Return the listing below exactly, with the pictures dropped.

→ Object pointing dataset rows
^^^^^^^^

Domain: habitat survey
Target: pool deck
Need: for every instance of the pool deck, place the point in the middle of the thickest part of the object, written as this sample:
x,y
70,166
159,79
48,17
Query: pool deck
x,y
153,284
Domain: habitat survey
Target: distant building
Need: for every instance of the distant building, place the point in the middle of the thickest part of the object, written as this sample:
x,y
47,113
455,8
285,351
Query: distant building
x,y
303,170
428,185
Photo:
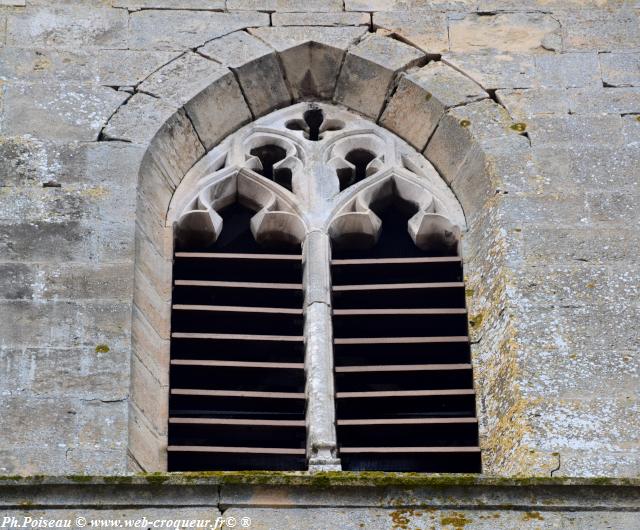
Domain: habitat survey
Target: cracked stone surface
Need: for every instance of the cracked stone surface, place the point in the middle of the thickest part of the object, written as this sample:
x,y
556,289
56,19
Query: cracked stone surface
x,y
551,252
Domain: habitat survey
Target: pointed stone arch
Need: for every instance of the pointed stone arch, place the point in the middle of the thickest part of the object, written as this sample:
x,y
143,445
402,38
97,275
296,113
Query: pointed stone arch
x,y
182,111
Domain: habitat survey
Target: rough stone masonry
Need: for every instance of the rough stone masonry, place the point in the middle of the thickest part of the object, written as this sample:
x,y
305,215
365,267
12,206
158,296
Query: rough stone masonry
x,y
562,75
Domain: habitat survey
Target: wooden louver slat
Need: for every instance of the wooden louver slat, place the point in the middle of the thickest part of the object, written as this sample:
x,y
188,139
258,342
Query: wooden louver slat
x,y
237,397
404,389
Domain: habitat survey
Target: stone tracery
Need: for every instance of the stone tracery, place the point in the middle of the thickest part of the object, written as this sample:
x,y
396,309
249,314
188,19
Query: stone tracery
x,y
313,174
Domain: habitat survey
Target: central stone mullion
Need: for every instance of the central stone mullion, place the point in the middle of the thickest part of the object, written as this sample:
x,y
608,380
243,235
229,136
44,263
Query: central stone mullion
x,y
322,448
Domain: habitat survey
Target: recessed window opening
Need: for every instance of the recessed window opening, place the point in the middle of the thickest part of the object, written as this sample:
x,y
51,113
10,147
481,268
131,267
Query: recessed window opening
x,y
237,355
269,156
360,158
313,124
404,381
314,119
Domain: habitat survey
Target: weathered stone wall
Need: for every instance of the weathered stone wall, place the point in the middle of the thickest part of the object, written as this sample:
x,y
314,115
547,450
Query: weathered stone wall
x,y
317,502
553,305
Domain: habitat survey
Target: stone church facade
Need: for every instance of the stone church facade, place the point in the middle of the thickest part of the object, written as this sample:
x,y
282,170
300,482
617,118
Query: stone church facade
x,y
508,131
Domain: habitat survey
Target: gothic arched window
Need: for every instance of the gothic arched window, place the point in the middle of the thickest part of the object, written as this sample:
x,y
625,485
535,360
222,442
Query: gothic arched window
x,y
318,306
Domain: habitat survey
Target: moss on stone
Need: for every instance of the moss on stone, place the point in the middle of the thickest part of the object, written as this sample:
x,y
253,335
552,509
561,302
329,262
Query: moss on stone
x,y
81,478
456,520
121,479
156,478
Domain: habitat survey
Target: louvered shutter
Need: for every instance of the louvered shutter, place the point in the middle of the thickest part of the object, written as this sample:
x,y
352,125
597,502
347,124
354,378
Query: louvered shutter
x,y
404,382
237,357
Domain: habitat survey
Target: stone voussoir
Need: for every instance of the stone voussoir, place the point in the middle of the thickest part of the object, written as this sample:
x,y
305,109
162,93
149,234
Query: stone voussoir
x,y
462,131
257,69
311,56
369,71
211,99
425,95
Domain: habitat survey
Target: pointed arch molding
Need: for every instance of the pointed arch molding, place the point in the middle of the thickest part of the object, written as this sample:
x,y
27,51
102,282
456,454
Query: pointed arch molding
x,y
198,103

^^^^^^^^

→ RESPONSE TO THIS TASK
Domain: habitat survey
Target: pool deck
Need: for every instance of the pool deck, place the point in the middle of the thickest part of the object, written as this sample:
x,y
70,166
159,79
48,17
Query: pool deck
x,y
153,284
Domain: habitat survey
Target: distant building
Need: for every instance of the distant building, place the point in the middle of the thickest part of the object, written as this sample:
x,y
47,113
455,8
285,351
Query: distant building
x,y
303,170
428,185
Photo:
Domain: habitat survey
Target: cracked stone surface
Need: for every instance of the cracked stone surface, place the point in the middle of the thickest part of the object, written as this sample:
x,y
556,289
56,19
Query: cracked stone surface
x,y
551,252
Domain: habitat survey
Target: pointed stone arch
Need: for every instance of the pointed stone arch, place the point in the middle of the thickest part of the object, written as this sample:
x,y
143,445
402,38
97,275
296,113
Query: pointed stone arch
x,y
182,111
Domain: habitat survey
Target: rough stone masonry
Need: for every instance of the rough stone masonry, place the point in the middle of the thickest part of the object, written as this sample:
x,y
305,215
365,267
12,206
158,296
Query: rough stone masonry
x,y
562,75
Domain: habitat survey
Target: wooden louver slat
Need: for every instance of the wooden louver slat, place the point in the middle of the thickest part of the object, written as this sample:
x,y
188,139
258,342
Query: wooden louver slat
x,y
237,397
404,389
Domain: habitat survey
Target: stone tracery
Need: for every instance of the stone tracery, place the point in the middle of the thickest part of the object, written as this sample:
x,y
396,309
249,314
188,19
Query: stone tracery
x,y
313,174
Domain: habitat survey
Target: central stone mullion
Need: for every instance of the central stone mullion, place the point in the middle of the thickest part of the object, written as this sample:
x,y
608,380
243,235
229,136
44,263
Query: central stone mullion
x,y
322,448
Domain: habitat survey
Target: recessed window opening
Need: for every instance of the recessed window opening, place the point in the middle of the thickest part of the object, written as this sample:
x,y
51,113
10,147
481,268
131,267
Query: recessed window opening
x,y
237,355
269,156
360,158
313,124
404,381
314,119
Domain: habitat survey
Target: weathered stone wall
Need: for every instance of the weathered stone wall, place the point in the middle of the thickest part of the object, written as this sample:
x,y
314,115
547,450
Query: weathered stone wall
x,y
317,502
553,305
Domain: habitat survey
Target: stone church facade
Need: for every instance of the stone church facade, place the point in the middle of the thickest part of the object, written as this sample:
x,y
282,170
300,482
617,118
Query: stone church facade
x,y
508,131
Domain: habitat survey
Target: gothic arched window
Need: for every instance of the gothic arched window, place the point in the middle of the thickest part of the object, written as this sample:
x,y
625,485
535,360
222,442
Query: gothic arched window
x,y
318,306
Domain: habitat survey
Target: moss on stone
Need: for every instance of the moss on stone, place the point in the middle of the thickest part of the object, written as this sample:
x,y
253,335
552,509
561,302
329,262
Query: moss on stone
x,y
81,478
456,520
121,479
156,478
Domain: habitat survey
Target: louvered shutter
Need: for every instance of the louvered shutter, place the point in the middle of the thickest part of the object, written as this sample:
x,y
352,125
597,502
347,124
354,378
Query: louvered shutter
x,y
404,382
237,357
Domain: habitat survey
Target: stone voussoir
Need: for every instance of the stone voussoir, place the point in the middle of the thickest part of the object, written as this sample:
x,y
305,109
162,93
149,234
Query: stone voussoir
x,y
462,131
257,69
311,56
369,71
211,99
425,95
Domain: habitat survey
Target: pointed arch molding
Need: for every instance of the pointed arch molding, place the point in the middle of the thickest part of the object, written as this sample:
x,y
27,51
102,282
456,454
Query: pointed arch molding
x,y
198,103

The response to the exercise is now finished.